# Given exercise
Could you write out, word for word, the lines of the records below, starting with the line containing "Annotation guideline — the target class is white medical" and going on through the line containing "0;0;105;176"?

# Supplied material
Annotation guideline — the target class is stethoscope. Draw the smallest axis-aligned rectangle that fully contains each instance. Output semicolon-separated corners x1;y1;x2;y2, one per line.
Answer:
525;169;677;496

--

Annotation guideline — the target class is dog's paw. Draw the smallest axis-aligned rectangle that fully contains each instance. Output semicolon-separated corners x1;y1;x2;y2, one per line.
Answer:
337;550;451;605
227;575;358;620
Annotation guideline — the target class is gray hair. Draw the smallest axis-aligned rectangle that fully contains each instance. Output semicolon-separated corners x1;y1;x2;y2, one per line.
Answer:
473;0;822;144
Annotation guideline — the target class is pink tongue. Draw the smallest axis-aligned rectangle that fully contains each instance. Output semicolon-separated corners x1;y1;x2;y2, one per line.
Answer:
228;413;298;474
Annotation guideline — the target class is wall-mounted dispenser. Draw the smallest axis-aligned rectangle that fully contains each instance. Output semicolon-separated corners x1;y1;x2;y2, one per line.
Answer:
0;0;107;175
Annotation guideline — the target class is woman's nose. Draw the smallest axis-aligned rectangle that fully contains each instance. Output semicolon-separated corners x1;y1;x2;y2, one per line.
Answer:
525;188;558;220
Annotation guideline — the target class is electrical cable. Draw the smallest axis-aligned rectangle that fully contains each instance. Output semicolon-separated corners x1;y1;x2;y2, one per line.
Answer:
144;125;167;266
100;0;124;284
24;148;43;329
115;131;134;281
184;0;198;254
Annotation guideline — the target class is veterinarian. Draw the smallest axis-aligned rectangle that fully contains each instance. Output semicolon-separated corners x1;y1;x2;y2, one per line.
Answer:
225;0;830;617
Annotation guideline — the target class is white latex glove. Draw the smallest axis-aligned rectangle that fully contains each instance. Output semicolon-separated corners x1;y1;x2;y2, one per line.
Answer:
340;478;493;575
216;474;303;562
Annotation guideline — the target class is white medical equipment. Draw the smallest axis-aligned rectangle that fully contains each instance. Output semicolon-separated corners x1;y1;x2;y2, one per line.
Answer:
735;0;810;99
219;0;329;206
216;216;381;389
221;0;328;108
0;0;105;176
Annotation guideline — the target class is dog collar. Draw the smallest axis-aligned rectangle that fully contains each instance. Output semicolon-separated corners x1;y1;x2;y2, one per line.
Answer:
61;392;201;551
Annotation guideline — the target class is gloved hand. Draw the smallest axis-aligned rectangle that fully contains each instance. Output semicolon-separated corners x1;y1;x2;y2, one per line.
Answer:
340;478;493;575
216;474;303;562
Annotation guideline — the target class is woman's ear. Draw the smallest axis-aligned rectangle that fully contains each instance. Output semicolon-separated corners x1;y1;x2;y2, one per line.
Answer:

# Solved exercise
Annotation guideline — the target class is white medical equipment. Draw the smallest axis-aligned rectangle that fully contains each instance. Output semicolon-separated corners x1;y1;x2;y2, one per line.
Answer:
735;0;810;99
219;0;329;206
216;216;381;389
221;0;328;108
0;0;105;176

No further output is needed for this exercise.